Conditional Portfolios

When I first started working at a quant fund I tried to read about portfolio theory. (Beyond, you know, "Hedge Funds for Dummies.") I learned about various objectives and portfolio constraints, including the Markowitz portfolio, which felt very natural. Markowitz solves the mean-variance optimization problem, as well as the Sharpe maximization problem, namely

$$ \operatorname{argmax}_w \frac{w^{\top}\mu}{\sqrt{w^{\top} \Sigma w}}. $$

This is solved, up to scaling, by the Markowitz portfolio \(\Sigma^{-1}\mu\).

When I first read about the theory behind Markowitz, I did not read anything about where \(\mu\) and \(\Sigma\) come from. I assumed the authors I was reading were talking about the vanilla sample estimates of the mean and covariance, though the theory does not require this.

There are some problems with the Markowitz portfolio. For us, as a small quant fund, the most pressing issue was that holding the Markowitz portfolio based on the historical mean and covariance was not a good look. You don't get paid "2 and twenty" for computing some long term averages.

Rather than holding an unconditional portfolio, we sought to construct a conditional one, conditional on some "features". (I now believe this topic falls under the rubric of "Tactical Asset Allocation".) We stumbled on two simple methods for adapting Markowitz theory to accept conditioning information: Conditional Markowitz, and "Flattening".

Conditional Markowitz

Suppose you observe some \(l\) vector of features, \(f_i\) prior to the time you have to allocate into \(p\) assets to enjoy returns \(x_i\). Assume that the returns are linear in the features, but the covariance is a long term average. That is

$$ E\left[x_i \left|f_i\right.\right] = B f_i,\quad\mbox{Var}\left(x_i \left|f_i\right.\right) = \Sigma. $$

Note that Markowitz theory never really said how to estimate mean returns, and thus the conditional expectation here can be used directly in the Markowitz portfolio definition. Thus the conditional Markowitz portfolio, conditional on observing \(f_i\) is simply \(\Sigma^{-1} B f_i\). Another way of viewing this is to estimate the "Markowitz coefficient", \(W=\Sigma^{-1} B\) and just multiply this by \(f_i\) when it is observed.

**Provided material**
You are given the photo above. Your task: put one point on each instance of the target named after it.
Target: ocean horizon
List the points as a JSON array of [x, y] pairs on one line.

**Task requirements**
(a) Decide whether each statement agrees with the piece on conditional portfolios, answering yes or no and quoting the words from the piece that settle it:
(i) Markowitz theory does not require the vanilla sample estimates of the mean and covariance.
(ii) In Conditional Markowitz, the covariance is assumed to change with the features.
(iii) The fund saw no problem in holding the Markowitz portfolio built on the historical mean and covariance.
(b) Resume the piece on conditional portfolios, starting after its final sentence.
The lines have nothing to do with the piece on conditional portfolios.

**Answers for the tasks**
(a)
(i) Yes: "though the theory does not require this."
(ii) No: "Assume that the returns are linear in the features, but the covariance is a long term average."
(iii) No: "holding the Markowitz portfolio based on the historical mean and covariance was not a good look."

(b)
I have written about inference on the conditional Markowitz portfolio: via the MGLH tests one can test essentially whether \(W\) is all zeros, or test the total effect size. However, the conditional Markowitz procedure is, like the unconditional procedure, subject to the Cramer Rao portfolio bounds in the 'obvious' way: increasing the number of fit coefficients faster than the signal-noise ratio can cause degraded out-of-sample performance.

The Flattening Trick

The other approach for adding conditional information is slicker. When I first reinvented it, I called it the "flattening trick". I assumed it was well established in the folklore of the quant community, but I have only found one reference to it, a paper by Brandt and Santa Clara, where they refer to it as "augmenting the asset space".

The idea is as follows: in the conditional Markowitz procedure we ended with a matrix \(W\) such that, conditional on \(f_i\) we would hold portfolio \(W f_i\). Why not just start with the assumption that you seek a portfolio that is linear in \(f_i\) and optimize the \(W\)? Note that the returns you experience by holding \(W f_i\) is exactly

$$ x_i^{\top} W f_i = \operatorname{trace}\left(x_i^{\top} W f_i\right) = \operatorname{trace}\left(f_i x_i^{\top} W\right) = \operatorname{vec}^{\top}\left(f_i x_i^{\top}\right) \operatorname{vec}\left(W\right), $$

where \(\operatorname{vec}\) is the vectorization operator that take a matrix to a vector columnwise. I called this "flattening," but maybe it's more like "unravelling".

Now note that the optimization problem you are trying to solve is to find the vector \(\operatorname{vec}\left(W\right)\), with pseudo-returns of \(y_i = \operatorname{vec}\left(f_i x_i^{\top}\right)\).
You can simply construct these pseudo returns \(y_i\) from your historical data, and feed them into an unconditional portfolio process. You can use unconditional Markowitz for this, or any other unconditional procedure. Then take the results of the unconditional process and unflatten them back to \(W\).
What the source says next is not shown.